(INPUT DATA begins)

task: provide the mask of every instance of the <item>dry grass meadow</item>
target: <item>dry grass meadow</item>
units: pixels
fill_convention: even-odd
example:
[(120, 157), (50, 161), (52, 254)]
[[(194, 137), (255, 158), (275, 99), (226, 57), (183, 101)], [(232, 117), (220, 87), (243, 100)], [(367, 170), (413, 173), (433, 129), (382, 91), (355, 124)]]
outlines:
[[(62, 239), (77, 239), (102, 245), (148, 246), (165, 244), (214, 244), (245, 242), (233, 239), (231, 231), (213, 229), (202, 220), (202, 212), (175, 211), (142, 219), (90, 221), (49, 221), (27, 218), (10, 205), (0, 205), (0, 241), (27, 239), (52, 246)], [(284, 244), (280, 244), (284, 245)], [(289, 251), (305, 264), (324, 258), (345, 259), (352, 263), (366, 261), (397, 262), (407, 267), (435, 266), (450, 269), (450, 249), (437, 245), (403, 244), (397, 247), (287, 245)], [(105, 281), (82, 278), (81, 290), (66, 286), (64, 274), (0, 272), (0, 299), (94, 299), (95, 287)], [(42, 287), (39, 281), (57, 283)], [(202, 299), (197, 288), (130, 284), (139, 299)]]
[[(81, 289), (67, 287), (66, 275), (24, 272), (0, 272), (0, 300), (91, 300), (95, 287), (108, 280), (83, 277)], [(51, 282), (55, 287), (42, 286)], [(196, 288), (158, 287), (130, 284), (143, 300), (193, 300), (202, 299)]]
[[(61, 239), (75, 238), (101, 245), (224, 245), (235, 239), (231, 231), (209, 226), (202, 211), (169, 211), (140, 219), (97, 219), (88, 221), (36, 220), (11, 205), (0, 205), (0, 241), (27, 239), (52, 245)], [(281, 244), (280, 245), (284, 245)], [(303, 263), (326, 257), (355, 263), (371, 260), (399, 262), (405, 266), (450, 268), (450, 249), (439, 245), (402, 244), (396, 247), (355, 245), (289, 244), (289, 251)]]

(INPUT DATA ends)

**WHAT YOU HAVE TO DO:**
Return, word for word, the lines of the data above from the line with "units: pixels" through the line with "91), (355, 124)]]", inclusive.

**TASK RESULT:**
units: pixels
fill_convention: even-odd
example:
[(120, 157), (50, 161), (52, 254)]
[[(194, 137), (255, 158), (275, 99), (226, 57), (183, 101)], [(232, 117), (220, 87), (243, 100)], [(367, 170), (413, 173), (433, 129), (382, 91), (355, 124)]]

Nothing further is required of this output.